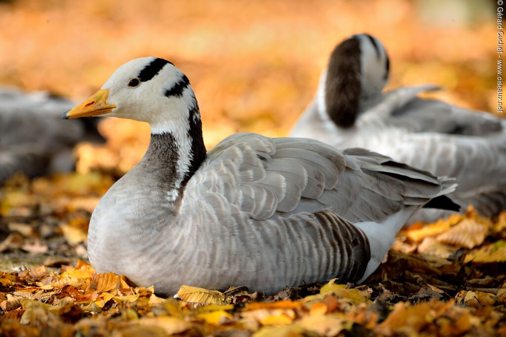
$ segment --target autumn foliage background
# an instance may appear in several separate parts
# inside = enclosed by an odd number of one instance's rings
[[[124,62],[164,58],[189,78],[210,149],[238,131],[286,135],[312,99],[335,45],[367,32],[390,54],[388,87],[437,84],[445,90],[433,96],[494,112],[495,6],[471,0],[3,1],[0,84],[80,101]],[[240,290],[220,300],[226,306],[196,308],[164,301],[119,276],[97,275],[86,263],[75,266],[76,257],[87,258],[96,203],[149,140],[148,126],[132,121],[106,119],[100,130],[106,143],[76,149],[77,173],[32,181],[18,176],[0,188],[0,268],[8,272],[0,274],[0,334],[56,329],[62,334],[269,335],[269,329],[282,328],[278,335],[506,333],[506,216],[483,219],[470,211],[415,227],[401,233],[370,287],[288,289],[268,299],[284,300],[278,304],[255,302],[261,294]]]

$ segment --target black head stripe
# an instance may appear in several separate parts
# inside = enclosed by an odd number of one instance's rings
[[[386,80],[388,78],[389,73],[390,72],[390,59],[388,57],[388,54],[386,54],[385,56],[387,57],[387,64],[386,65],[387,72],[385,74],[385,79]]]
[[[146,82],[156,76],[165,65],[170,63],[174,65],[172,62],[169,62],[163,59],[155,59],[149,64],[144,67],[144,69],[141,70],[137,77],[141,80],[141,82]]]
[[[338,45],[330,55],[325,86],[327,113],[340,127],[355,123],[362,87],[360,49],[357,37]]]
[[[190,81],[186,75],[183,75],[181,78],[174,83],[169,89],[165,89],[165,92],[163,93],[167,97],[172,96],[177,96],[177,97],[182,97],[183,90],[190,84]]]
[[[377,43],[376,43],[376,40],[374,39],[374,37],[368,34],[366,34],[365,36],[368,37],[369,39],[371,40],[371,43],[372,43],[372,45],[374,47],[374,50],[376,51],[376,55],[379,59],[381,57],[381,55],[380,54],[380,47],[378,46]]]

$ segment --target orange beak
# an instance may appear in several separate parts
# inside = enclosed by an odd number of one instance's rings
[[[107,103],[109,89],[101,89],[91,97],[62,115],[62,119],[100,116],[110,112],[116,106]]]

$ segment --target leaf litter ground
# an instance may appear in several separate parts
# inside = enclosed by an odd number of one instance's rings
[[[362,285],[269,297],[188,284],[163,299],[86,262],[91,212],[115,177],[18,176],[0,190],[0,335],[506,335],[506,212],[415,224]]]

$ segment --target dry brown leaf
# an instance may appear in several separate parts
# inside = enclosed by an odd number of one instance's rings
[[[461,291],[455,296],[455,299],[460,303],[472,308],[478,308],[493,305],[496,302],[497,297],[490,293]]]
[[[418,252],[424,254],[430,254],[439,256],[443,259],[447,259],[458,250],[458,247],[448,246],[439,242],[432,237],[425,237],[417,248]]]
[[[44,265],[31,268],[28,271],[28,273],[30,274],[30,276],[34,278],[39,278],[48,275],[46,266]]]
[[[24,244],[24,240],[21,235],[17,233],[11,233],[0,243],[0,252],[8,249],[19,249]]]
[[[33,227],[26,223],[10,222],[7,227],[11,231],[17,231],[25,237],[33,234]]]
[[[483,243],[489,226],[471,219],[464,219],[436,237],[439,242],[459,247],[473,248]]]
[[[253,334],[253,337],[319,337],[316,332],[300,325],[266,326]]]
[[[98,274],[94,278],[97,282],[97,291],[99,293],[108,292],[119,287],[120,276],[114,273]]]
[[[215,325],[219,325],[226,323],[230,323],[232,316],[225,310],[216,310],[210,312],[203,312],[198,314],[197,317],[201,318],[207,323]]]
[[[466,255],[464,263],[471,261],[476,263],[506,262],[506,241],[500,240],[470,252]]]
[[[463,218],[464,216],[461,214],[454,214],[447,219],[440,219],[434,223],[419,229],[408,230],[406,232],[406,236],[412,241],[420,242],[428,236],[436,236],[441,234]]]
[[[65,239],[71,245],[77,245],[88,240],[88,233],[81,228],[65,223],[60,224],[60,228],[63,232]]]
[[[322,336],[337,336],[343,330],[351,330],[353,322],[344,315],[306,316],[296,323]]]
[[[178,291],[177,296],[188,302],[206,304],[223,304],[225,296],[217,290],[207,290],[189,285],[182,285]]]
[[[147,326],[157,326],[163,329],[167,334],[181,333],[192,328],[191,323],[180,318],[169,316],[158,316],[157,317],[141,318],[137,323]]]

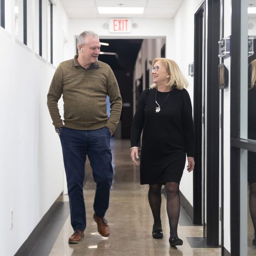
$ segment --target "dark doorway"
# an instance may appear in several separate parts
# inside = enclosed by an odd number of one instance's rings
[[[116,76],[123,101],[121,114],[121,138],[130,139],[133,119],[133,71],[143,39],[101,39],[99,60],[110,66]]]
[[[202,156],[204,147],[202,146],[202,135],[204,136],[204,116],[203,108],[204,106],[204,83],[203,82],[203,74],[204,77],[204,65],[203,56],[204,55],[204,4],[203,4],[195,15],[195,50],[194,50],[194,119],[195,137],[196,139],[196,151],[195,161],[196,163],[193,175],[193,223],[202,224]],[[203,115],[203,116],[202,116]],[[203,139],[204,141],[204,139]]]

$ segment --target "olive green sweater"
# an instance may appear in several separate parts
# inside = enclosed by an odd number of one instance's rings
[[[63,126],[58,101],[63,95],[65,126],[76,130],[96,130],[106,126],[114,132],[118,123],[122,99],[110,67],[98,61],[87,69],[73,59],[61,62],[56,69],[48,94],[47,105],[55,127]],[[106,112],[106,95],[111,115]]]

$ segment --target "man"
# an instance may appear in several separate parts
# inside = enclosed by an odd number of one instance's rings
[[[61,62],[56,70],[48,94],[47,104],[62,148],[74,233],[69,243],[84,239],[86,227],[83,194],[84,165],[88,156],[96,189],[93,219],[103,237],[110,234],[104,216],[109,207],[113,172],[110,138],[119,122],[122,99],[114,73],[109,65],[98,61],[98,36],[84,31],[77,39],[79,54]],[[64,123],[58,101],[64,102]],[[106,97],[111,103],[109,119]]]

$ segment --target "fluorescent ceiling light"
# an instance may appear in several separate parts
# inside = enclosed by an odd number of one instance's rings
[[[251,14],[256,13],[256,7],[248,7],[248,13]]]
[[[107,55],[116,55],[117,56],[116,52],[100,52],[100,54],[106,54]]]
[[[100,14],[141,14],[143,7],[98,7]]]
[[[110,44],[108,42],[100,42],[100,45],[102,46],[109,46]]]

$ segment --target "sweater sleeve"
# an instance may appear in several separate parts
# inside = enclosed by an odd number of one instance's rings
[[[118,84],[110,67],[108,76],[107,94],[110,97],[110,117],[108,120],[106,127],[114,132],[119,121],[122,104]]]
[[[63,126],[59,114],[58,101],[61,97],[63,88],[63,71],[60,66],[56,69],[47,95],[47,105],[50,115],[55,127]]]
[[[143,91],[138,102],[138,106],[134,115],[131,130],[131,146],[138,146],[144,126],[144,108],[148,93],[148,89]]]
[[[192,105],[189,95],[186,89],[181,91],[183,98],[182,113],[183,130],[185,136],[186,153],[187,157],[195,156],[195,134]]]

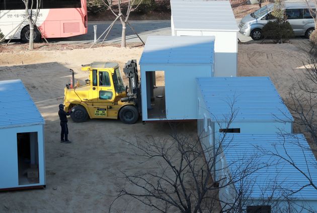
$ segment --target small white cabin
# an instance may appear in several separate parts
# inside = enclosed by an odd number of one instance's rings
[[[197,119],[197,77],[214,76],[213,36],[149,37],[140,59],[143,121]]]
[[[0,81],[0,190],[45,187],[45,121],[21,80]]]
[[[239,29],[228,1],[171,0],[173,36],[214,36],[215,76],[235,77]]]

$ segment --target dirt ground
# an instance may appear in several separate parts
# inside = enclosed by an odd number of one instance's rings
[[[269,76],[285,97],[292,83],[291,75],[302,68],[298,57],[303,55],[304,43],[296,42],[240,44],[239,76]],[[0,80],[21,79],[45,120],[47,183],[46,189],[0,193],[0,212],[108,212],[116,194],[115,174],[140,169],[138,159],[124,155],[130,148],[121,139],[130,141],[135,135],[168,137],[170,133],[167,124],[143,125],[140,119],[133,125],[113,120],[75,123],[69,119],[69,138],[73,143],[60,143],[58,105],[62,102],[63,88],[69,82],[69,69],[75,70],[76,78],[81,81],[87,78],[87,74],[80,71],[81,64],[93,61],[116,61],[122,70],[128,60],[139,61],[143,47],[58,49],[14,49],[0,54]],[[196,123],[186,125],[187,132],[195,135]],[[146,211],[135,202],[118,202],[118,211]]]

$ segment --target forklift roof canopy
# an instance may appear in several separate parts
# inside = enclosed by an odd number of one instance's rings
[[[118,63],[114,62],[94,61],[92,63],[92,68],[113,68],[119,66]]]

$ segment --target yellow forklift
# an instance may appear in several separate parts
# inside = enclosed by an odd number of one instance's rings
[[[136,60],[128,61],[123,68],[129,87],[124,87],[117,63],[94,62],[82,65],[82,70],[89,72],[86,84],[77,82],[74,85],[70,69],[71,82],[64,89],[64,109],[74,110],[70,114],[74,122],[85,122],[88,117],[119,118],[127,124],[136,122],[141,108]]]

Your goal =
Starting at the line that contains "forklift roof canopy", copy each line exactly through the end of the listing above. Include that first line and the last one, and add nothing.

Exercise answer =
$ segment --target forklift roof canopy
# an instance may appear in several separate parts
# inside = enclosed by an odd number of one instance's rings
[[[118,63],[114,62],[94,61],[92,63],[92,68],[113,68],[119,66]]]

$ segment --target yellow forklift
# an instance may appear in several separate parts
# inside = enclosed by an odd number of one instance's rings
[[[136,60],[128,61],[123,68],[129,87],[124,87],[117,63],[94,62],[82,65],[82,70],[89,72],[86,84],[77,82],[74,85],[70,69],[71,82],[64,89],[64,109],[74,110],[70,114],[74,122],[85,122],[88,117],[119,118],[127,124],[136,122],[141,108]]]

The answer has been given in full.